Give back the entire listing verbatim.

◆ ◆ ◆ ◆

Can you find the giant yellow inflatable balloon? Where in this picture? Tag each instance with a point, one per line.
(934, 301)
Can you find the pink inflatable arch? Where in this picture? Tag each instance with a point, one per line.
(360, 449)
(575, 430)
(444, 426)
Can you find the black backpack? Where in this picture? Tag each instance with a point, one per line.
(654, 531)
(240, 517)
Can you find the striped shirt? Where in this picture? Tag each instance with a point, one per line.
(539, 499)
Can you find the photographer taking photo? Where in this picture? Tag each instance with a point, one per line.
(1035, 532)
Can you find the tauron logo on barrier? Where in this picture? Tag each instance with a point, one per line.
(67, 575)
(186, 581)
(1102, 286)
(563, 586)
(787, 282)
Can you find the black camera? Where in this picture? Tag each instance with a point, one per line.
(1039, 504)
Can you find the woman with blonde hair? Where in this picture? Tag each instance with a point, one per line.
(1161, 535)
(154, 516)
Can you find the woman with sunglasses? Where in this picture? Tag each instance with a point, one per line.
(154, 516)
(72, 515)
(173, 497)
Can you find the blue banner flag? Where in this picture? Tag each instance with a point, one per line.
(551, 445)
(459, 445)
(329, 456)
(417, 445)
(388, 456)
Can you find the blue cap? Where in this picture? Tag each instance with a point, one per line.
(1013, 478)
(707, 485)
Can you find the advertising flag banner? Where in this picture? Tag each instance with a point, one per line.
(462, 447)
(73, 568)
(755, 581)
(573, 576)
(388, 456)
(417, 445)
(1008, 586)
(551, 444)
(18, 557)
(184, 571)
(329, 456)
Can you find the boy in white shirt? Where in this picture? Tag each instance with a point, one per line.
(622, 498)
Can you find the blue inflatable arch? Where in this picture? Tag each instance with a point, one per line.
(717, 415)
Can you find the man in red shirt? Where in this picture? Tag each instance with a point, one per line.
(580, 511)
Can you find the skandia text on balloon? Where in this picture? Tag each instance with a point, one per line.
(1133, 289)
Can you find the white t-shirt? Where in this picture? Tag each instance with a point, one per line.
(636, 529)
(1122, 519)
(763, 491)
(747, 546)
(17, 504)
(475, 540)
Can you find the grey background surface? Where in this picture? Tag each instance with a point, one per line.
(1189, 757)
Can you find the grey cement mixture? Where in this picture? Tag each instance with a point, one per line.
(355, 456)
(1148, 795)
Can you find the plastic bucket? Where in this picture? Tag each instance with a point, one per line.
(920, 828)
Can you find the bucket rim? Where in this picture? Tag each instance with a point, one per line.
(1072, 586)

◆ ◆ ◆ ◆

> [Output of the task]:
Can you find the giant yellow inflatable balloon? Where in this picture? Tag each instance with a point, one per line.
(934, 301)
Can you find the pink inflatable arch? Where in this picture? Tag each instance with a point, one per line.
(360, 449)
(575, 430)
(444, 426)
Can you find the black backpack? Where in this picture? Tag each instance with a point, one per line.
(654, 531)
(240, 517)
Can you find the striped shirt? Where in this picture? Tag each instance with a point, one per line.
(539, 499)
Can you find the photographer taking photo? Where in this picture? Tag each instance with a point, one per line.
(1035, 532)
Can you find the tauron logo on barrier? Where in this picture? Tag each instance with a point, one per line.
(67, 575)
(186, 581)
(1102, 286)
(563, 586)
(787, 282)
Can you find the black camera? Where in this picture? Tag each instance with a point, one per line.
(1039, 504)
Can you find the woman with blonde hair? Where in this picture? Tag each instance with a point, one per line.
(1161, 535)
(154, 516)
Can you find the woman with sunglasses? Where in this picture? Tag each instance with a point, one per line.
(154, 516)
(72, 515)
(173, 497)
Can you find the blue banner flag? Where in this picture? Tag each instance with a point, one per line.
(551, 445)
(459, 445)
(329, 456)
(417, 445)
(388, 456)
Can you find the blue cap? Where in this picture? Tag each instance with a point, one per line.
(1013, 478)
(707, 485)
Can you find the advertising flag banner? Where in this picture? Tag each instance with a point, one per line.
(462, 447)
(73, 568)
(755, 581)
(573, 576)
(388, 456)
(417, 445)
(1008, 586)
(551, 444)
(18, 557)
(184, 571)
(329, 456)
Can you find the boy in white shirt? Where in this picture? Tag each instance with a point, one per line.
(622, 498)
Can you find the blue inflatable arch? Where in this picture? Tag each instance with a point, one per line.
(717, 415)
Can you find the man in red shirt? Where in this picture? Tag each instance with a point, one per line.
(580, 511)
Can you find the skandia text on balloon? Where in this picture? Tag each instance with a point, one per line.
(1133, 289)
Can you find the white t-shirt? Where in this picture? Tag each instance with a point, one per line.
(636, 529)
(1122, 519)
(763, 491)
(747, 546)
(17, 504)
(475, 540)
Can you find the grey background surface? Where in this picture? Tag each instance with a point, one per line.
(1189, 757)
Can you find the grey cement mixture? Where in this picture? Tag each instance with a point, one per line.
(355, 456)
(1148, 795)
Can you find the plastic bucket? Where in this picture? Tag each instance with a point, one per line.
(920, 828)
Can you find the bucket rim? Where in this picture? Tag each instance with a point, one per line.
(1072, 586)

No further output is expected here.